═══ PASSAGE FOR REVIEW
By Derek Frazier
Rest In Peace, Robert Frazier Sr.
My grandfather was a great man. He could’ve lit up a room with his laughter and smile. He grew roses, these beautiful scarlet blossoms that ringed the perimeter of his house. He also drank his coffee decaf, and played golf like a professional. Granddad also had a history with heart problems. Nine years ago he had a triple bypass surgery, out of fear that something would happen to him.
I got the text from my father during my Creative Writing class. “Mom and I are at the hospital. Nana took Granddad in an hour ago.”
“Do you want to come up so you can say goodbye?” my mother asked when she called.
An hour later I carpooled with my sisters to Bedford to be with him in his final moments. I held my breath in the elevator to his hospital room. My father told me what happened as we hugged. Granddad had a massive heart attack. He dropped to his bathroom floor and was rushed to the emergency room after my grandmother, Nana, heard him fall and called for paramedics. When we got there my parents and grandmother were already there. Their eyes were bloodshot and their faces were slick with tears. Granddad was wrapped in a blanket, poked in three different places with needles and tubes, and a oxygen mask was strapped to his face.
══════
## TASKS TO PERFORM
1/ In the remembrance of Robert Frazier Sr., can you print the part that opens with the words containing "An hour later" and closes with "to his face."?
2/ In the remembrance of Robert Frazier Sr., what color were the roses around his house?
═══ DATA TO EXAMINE
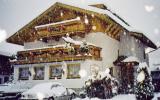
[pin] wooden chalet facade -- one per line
(108, 36)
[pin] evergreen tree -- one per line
(144, 87)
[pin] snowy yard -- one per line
(121, 97)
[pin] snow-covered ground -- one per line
(121, 97)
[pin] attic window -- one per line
(101, 6)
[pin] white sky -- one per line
(143, 15)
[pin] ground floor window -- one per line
(73, 71)
(24, 73)
(39, 73)
(56, 71)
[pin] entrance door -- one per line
(127, 78)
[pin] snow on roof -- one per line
(62, 22)
(70, 40)
(131, 59)
(105, 12)
(143, 65)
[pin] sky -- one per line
══════
## TASK SOLUTIONS
1/
An hour later I carpooled with my sisters to Bedford to be with him in his final moments. I held my breath in the elevator to his hospital room. My father told me what happened as we hugged. Granddad had a massive heart attack. He dropped to his bathroom floor and was rushed to the emergency room after my grandmother, Nana, heard him fall and called for paramedics. When we got there my parents and grandmother were already there. Their eyes were bloodshot and their faces were slick with tears. Granddad was wrapped in a blanket, poked in three different places with needles and tubes, and a oxygen mask was strapped to his face.

2/ Scarlet